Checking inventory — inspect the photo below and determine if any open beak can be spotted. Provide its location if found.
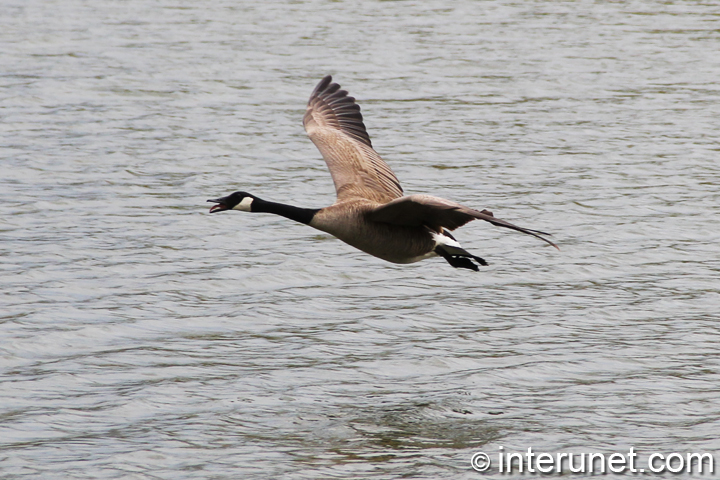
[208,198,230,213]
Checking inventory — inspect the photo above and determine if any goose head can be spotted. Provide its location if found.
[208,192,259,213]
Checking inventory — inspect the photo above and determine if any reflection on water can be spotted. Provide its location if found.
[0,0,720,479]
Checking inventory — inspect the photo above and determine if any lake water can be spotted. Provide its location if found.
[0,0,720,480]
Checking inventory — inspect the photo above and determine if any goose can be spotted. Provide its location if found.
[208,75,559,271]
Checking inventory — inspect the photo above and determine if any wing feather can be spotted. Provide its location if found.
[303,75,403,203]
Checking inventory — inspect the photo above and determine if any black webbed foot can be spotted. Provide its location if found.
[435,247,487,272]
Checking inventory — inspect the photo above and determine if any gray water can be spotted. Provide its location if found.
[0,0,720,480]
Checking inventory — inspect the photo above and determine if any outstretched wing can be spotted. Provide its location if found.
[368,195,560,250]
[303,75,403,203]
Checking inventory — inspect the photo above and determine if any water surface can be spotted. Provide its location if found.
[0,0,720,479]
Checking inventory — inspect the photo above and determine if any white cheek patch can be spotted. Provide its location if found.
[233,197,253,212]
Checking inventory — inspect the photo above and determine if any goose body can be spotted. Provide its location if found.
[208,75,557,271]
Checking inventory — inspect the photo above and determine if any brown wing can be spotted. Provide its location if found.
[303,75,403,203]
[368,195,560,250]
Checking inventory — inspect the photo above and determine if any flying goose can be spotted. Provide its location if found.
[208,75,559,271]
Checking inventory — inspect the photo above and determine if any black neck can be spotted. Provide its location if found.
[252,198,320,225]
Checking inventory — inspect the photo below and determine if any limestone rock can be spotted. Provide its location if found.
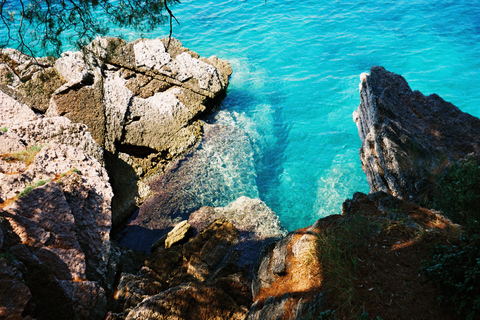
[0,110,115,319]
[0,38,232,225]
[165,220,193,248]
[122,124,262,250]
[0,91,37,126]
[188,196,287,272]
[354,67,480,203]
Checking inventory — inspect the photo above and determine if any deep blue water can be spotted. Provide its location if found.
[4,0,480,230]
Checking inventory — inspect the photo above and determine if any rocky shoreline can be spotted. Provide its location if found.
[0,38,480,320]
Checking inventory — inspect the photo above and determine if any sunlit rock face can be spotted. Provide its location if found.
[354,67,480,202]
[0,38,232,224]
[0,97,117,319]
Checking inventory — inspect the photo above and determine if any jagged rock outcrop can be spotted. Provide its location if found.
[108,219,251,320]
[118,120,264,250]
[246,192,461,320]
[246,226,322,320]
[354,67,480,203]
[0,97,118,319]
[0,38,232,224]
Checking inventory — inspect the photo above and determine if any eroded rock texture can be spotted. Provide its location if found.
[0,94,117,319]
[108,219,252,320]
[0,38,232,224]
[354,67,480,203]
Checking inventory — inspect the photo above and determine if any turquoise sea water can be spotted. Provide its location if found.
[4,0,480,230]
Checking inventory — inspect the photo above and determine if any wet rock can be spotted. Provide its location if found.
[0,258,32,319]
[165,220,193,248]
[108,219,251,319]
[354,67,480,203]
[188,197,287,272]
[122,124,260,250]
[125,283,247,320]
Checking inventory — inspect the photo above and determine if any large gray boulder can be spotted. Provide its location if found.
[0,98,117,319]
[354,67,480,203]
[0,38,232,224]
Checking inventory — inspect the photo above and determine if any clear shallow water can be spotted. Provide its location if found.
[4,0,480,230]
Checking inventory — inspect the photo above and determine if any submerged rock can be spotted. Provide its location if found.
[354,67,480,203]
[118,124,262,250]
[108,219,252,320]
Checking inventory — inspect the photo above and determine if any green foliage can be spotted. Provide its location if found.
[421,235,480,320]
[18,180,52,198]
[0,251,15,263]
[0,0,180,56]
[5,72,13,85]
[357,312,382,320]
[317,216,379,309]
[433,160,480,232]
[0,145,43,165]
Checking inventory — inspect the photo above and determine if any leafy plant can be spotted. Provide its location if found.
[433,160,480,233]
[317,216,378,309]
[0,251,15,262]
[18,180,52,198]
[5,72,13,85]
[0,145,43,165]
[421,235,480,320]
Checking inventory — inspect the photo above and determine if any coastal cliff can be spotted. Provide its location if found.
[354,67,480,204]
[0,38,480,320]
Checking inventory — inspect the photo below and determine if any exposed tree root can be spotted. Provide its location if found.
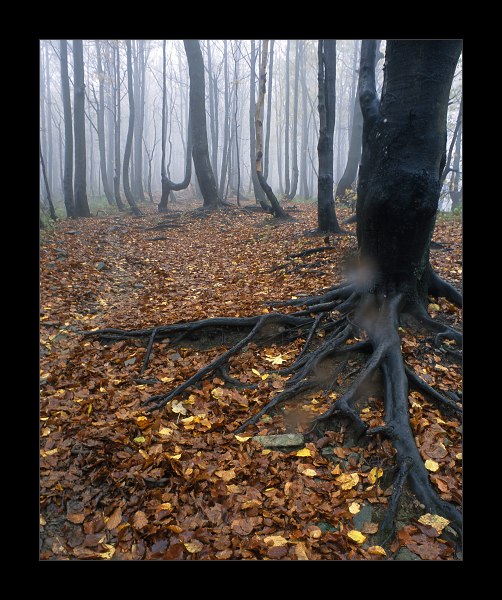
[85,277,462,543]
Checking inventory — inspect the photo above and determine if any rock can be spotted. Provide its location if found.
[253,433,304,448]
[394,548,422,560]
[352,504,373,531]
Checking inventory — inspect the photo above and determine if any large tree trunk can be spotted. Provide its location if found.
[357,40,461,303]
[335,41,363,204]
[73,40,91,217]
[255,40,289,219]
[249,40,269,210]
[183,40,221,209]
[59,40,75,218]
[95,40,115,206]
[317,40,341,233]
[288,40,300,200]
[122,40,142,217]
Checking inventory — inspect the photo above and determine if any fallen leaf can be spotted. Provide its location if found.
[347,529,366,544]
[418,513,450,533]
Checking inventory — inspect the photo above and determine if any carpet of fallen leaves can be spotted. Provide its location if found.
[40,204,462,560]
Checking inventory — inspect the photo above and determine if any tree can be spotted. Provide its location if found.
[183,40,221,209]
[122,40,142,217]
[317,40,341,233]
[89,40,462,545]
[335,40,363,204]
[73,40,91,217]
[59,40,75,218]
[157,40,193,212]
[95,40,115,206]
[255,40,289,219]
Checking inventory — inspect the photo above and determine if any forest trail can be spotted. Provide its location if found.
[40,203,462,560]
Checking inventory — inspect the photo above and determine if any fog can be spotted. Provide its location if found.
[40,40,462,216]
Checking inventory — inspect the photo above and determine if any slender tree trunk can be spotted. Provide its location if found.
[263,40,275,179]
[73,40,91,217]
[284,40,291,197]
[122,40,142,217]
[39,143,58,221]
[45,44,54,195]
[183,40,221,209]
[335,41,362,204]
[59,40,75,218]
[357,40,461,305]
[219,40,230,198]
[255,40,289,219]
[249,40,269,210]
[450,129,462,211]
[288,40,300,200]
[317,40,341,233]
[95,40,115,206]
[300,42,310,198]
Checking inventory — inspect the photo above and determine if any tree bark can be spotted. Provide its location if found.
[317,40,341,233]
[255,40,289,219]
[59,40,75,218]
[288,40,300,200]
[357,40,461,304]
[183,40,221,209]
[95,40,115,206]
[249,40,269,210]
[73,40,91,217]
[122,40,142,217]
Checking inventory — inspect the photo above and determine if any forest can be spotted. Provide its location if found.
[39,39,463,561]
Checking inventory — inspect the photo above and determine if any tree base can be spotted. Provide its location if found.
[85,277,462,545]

● Instructions to follow: Go through every one of the items above and switch "Checking inventory" to "Taking stock" wherever it appears, keeping everything else the same. Leave the pictures out when you write them out again.

● Response for this exercise:
Taking stock — inspect the photo below and determine if any open beak can be spotted. Provide its location if found.
[208,198,230,213]
Taking stock — inspect the photo above and determine if any goose head can be spotted. Provide its location if found.
[208,192,259,213]
Taking stock — inspect the photo above and determine if any reflection on water can be spotted. Provide its location if found.
[0,0,720,479]
Taking stock — inspect the photo above and determine if any lake water can be spotted. Provide its location if found.
[0,0,720,480]
Taking stock — inspect the photo above and determine if any goose can be spotted. Provide its location if found.
[208,75,559,271]
Taking stock — inspect the photo above and determine if any wing feather can be spotted. Provide its location if found.
[303,75,403,203]
Taking stock — inspect the photo above and determine if any black webbed foot can be spotted. Provide its location if found.
[435,247,487,272]
Taking stock — inspect the photo above and determine if any gray water can be spotted. Provide its location if found.
[0,0,720,480]
Taking stock — inspect the photo above and determine if any outstretched wing can be spotted. Provide its location if found.
[368,195,560,250]
[303,75,403,203]
Taking stock — inspect the photo above and determine if any water surface can be spotted. Provide its location if found.
[0,0,720,479]
Taking stock — inspect the photo above and determine if any white cheek patch can be spotted. Provide its location if found.
[233,197,253,212]
Taking stock — inspect the photo above and determine if any goose body can be spotted. Provide its location if found.
[208,75,557,271]
Taking stock — inspect the photo above and determine if any brown wing can be spotted. Provide its location if found.
[303,75,403,203]
[368,195,560,250]
Taking stock — inspect the photo above and determine if any flying goose can be spotted. Provide its location if found.
[208,75,559,271]
Taking stock — inspect the photo above and determine if any black neck can be spotted. Provide its location if found.
[252,198,320,225]
Taking stock — inspect the photo below and determine if any limestone rock can be spotted. Provide its location if found.
[0,110,115,319]
[0,38,232,225]
[165,220,193,248]
[122,124,262,250]
[0,91,37,126]
[188,196,287,272]
[354,67,480,203]
Taking stock — inspect the photo above and determine if any deep blue water can be spotted. Provide its location if found.
[4,0,480,230]
Taking stock — inspect the photo above and determine if any rocky shoreline can be spotted. Provide its location if found.
[0,38,480,320]
Taking stock — inspect the photo above and determine if any sunlit rock face can be spotted. Provide its location if found.
[354,67,480,202]
[0,38,232,224]
[0,97,117,319]
Taking stock — inspect the photo above and determine if any jagged rock outcrop can be spotted. Provide its location if found.
[108,219,251,320]
[118,120,264,250]
[246,192,461,320]
[246,226,322,320]
[354,67,480,203]
[0,97,118,319]
[0,38,232,224]
Taking stock — inspect the photo above and determine if any eroded rock texture can be spotted. Provide its location if found.
[0,94,117,319]
[108,219,252,320]
[0,38,232,224]
[354,67,480,203]
Taking stock — inspect the photo above and determine if any turquoise sea water can be spotted. Provide its location if found.
[4,0,480,230]
Taking stock — inspect the photo above and determine if any wet rock can be spotted. Provide its location if found.
[0,258,32,319]
[165,220,193,248]
[108,219,251,319]
[354,67,480,203]
[188,197,287,272]
[122,124,260,250]
[125,283,247,320]
Taking stock — inspect the photo above and determine if any large gray boulder can be spotted. Provide its location if found.
[0,98,117,319]
[354,67,480,203]
[0,38,232,224]
Taking stock — inspect the photo above and determine if any clear shallow water can be spotted. Provide its location if found.
[4,0,480,230]
Taking stock — inspect the photo above and determine if any submerged rock can be spotted. Provide its location if found.
[354,67,480,203]
[118,124,262,250]
[108,219,252,320]
Taking stock — inspect the photo above and determine if any green foliage can be spotted. Provide its location if found.
[421,235,480,320]
[18,180,52,198]
[0,251,15,263]
[0,0,180,56]
[5,72,13,85]
[357,312,382,320]
[317,216,379,309]
[433,160,480,232]
[0,145,43,165]
Taking stock — inspect the photo above and determine if any leafy plant can be spotted. Provide its location if found.
[433,160,480,233]
[317,216,378,309]
[0,251,15,262]
[18,180,52,198]
[5,72,13,85]
[0,145,43,165]
[421,235,480,320]
Taking stock — inspect the photo above and determine if any coastal cliff can be spotted. Provide its location if found.
[354,67,480,204]
[0,38,480,320]
Taking stock — inspect the photo below and determine if any exposed tree root can be spotted. Provide its location if found.
[85,277,462,543]
Taking stock — inspect the photo above and determine if any rock can be spotted. Provide its location if found.
[253,433,304,448]
[394,548,422,560]
[352,504,373,531]
Taking stock — inspect the photo above and determine if any large tree trunk can be spotted. Provide its location if found.
[357,40,461,303]
[335,41,363,204]
[73,40,91,217]
[255,40,289,219]
[249,40,269,210]
[183,40,221,209]
[59,40,75,218]
[95,40,115,206]
[317,40,341,233]
[288,40,300,200]
[122,40,142,217]
Taking stock — inspect the photo above and determine if any fallen leaf can be spotted. Provide its location if found.
[347,529,366,544]
[418,513,450,533]
Taking stock — inspect the photo above and determine if any carpet of fallen leaves can be spotted. Provide its location if found.
[40,204,462,560]
Taking stock — inspect the photo above and determine if any tree can be spotted. Provide its location if found.
[183,40,221,209]
[122,40,142,217]
[317,40,341,233]
[89,40,462,545]
[335,40,363,204]
[73,40,91,217]
[59,40,75,218]
[157,40,193,212]
[95,40,115,206]
[255,40,289,219]
Taking stock — inspect the photo above and determine if any forest trail can be spotted. Provide its location if found.
[40,203,462,560]
Taking stock — inspect the photo above and determine if any fog can be spotted. Provide its location if found.
[40,40,462,216]
Taking stock — inspect the photo above and determine if any slender tree trunk can be spotted. Provide its location if found.
[263,40,275,179]
[73,40,91,217]
[284,40,291,197]
[122,40,142,217]
[39,143,58,221]
[45,44,54,195]
[183,40,221,209]
[335,41,362,204]
[59,40,75,218]
[357,40,461,305]
[219,40,230,198]
[255,40,289,219]
[249,40,269,210]
[450,129,462,211]
[288,40,300,200]
[317,40,341,233]
[95,40,115,206]
[300,42,310,198]
Taking stock — inspect the photo above and determine if any tree bark can be spotted. Provide its location if found.
[317,40,341,233]
[255,40,289,219]
[59,40,75,218]
[288,40,300,200]
[357,40,461,304]
[183,40,221,209]
[95,40,115,206]
[249,40,269,210]
[73,40,91,217]
[122,40,142,217]
Taking stock — inspect the photo above and determine if any forest can be spotted. Provide its location if found.
[39,39,463,561]
Taking stock — inspect the photo above and determine if any tree base can be spotted. Provide its location if found.
[85,277,462,545]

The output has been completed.